* [SHORT TASK]: Copy the items word for word, starting at the line that contains "TARGET: big ben clock tower" and continuing through the last line of the items, with both ends included.

== INPUT ==

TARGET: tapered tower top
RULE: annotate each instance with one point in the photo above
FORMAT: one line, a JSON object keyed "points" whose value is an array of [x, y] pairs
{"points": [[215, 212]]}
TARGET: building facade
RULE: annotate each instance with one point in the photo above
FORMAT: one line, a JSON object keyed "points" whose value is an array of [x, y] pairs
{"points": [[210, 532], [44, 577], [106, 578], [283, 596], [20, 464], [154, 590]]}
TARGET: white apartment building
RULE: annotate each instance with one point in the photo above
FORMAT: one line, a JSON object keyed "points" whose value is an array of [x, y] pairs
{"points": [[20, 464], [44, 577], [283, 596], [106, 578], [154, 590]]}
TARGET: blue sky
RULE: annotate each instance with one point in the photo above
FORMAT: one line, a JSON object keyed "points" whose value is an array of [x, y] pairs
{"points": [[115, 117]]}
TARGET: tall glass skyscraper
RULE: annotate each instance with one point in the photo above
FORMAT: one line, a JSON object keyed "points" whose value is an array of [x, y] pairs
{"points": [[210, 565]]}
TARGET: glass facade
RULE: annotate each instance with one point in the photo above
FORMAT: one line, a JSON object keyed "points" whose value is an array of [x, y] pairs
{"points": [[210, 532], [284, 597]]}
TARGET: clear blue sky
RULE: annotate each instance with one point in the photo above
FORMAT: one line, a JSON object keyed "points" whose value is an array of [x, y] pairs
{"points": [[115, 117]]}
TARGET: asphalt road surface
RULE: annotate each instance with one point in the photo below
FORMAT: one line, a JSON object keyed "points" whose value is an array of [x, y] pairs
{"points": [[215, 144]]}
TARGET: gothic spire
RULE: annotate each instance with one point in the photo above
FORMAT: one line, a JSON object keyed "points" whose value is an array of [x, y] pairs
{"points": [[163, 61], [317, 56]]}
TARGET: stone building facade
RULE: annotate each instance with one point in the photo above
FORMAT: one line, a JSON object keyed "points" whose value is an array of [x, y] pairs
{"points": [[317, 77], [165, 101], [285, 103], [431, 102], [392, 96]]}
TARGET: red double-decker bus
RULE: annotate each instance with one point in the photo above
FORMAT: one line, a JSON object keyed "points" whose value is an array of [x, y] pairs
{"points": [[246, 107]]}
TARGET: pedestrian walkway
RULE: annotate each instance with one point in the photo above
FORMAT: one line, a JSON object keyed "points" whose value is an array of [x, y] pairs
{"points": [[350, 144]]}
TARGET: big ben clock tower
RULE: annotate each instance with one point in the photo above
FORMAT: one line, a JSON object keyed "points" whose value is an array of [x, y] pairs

===

* [FULL OUTPUT]:
TARGET: big ben clock tower
RULE: annotate each instance with one point in the photo above
FORMAT: one line, a JSON object keyed "points" whose value is an array of [x, y] pairs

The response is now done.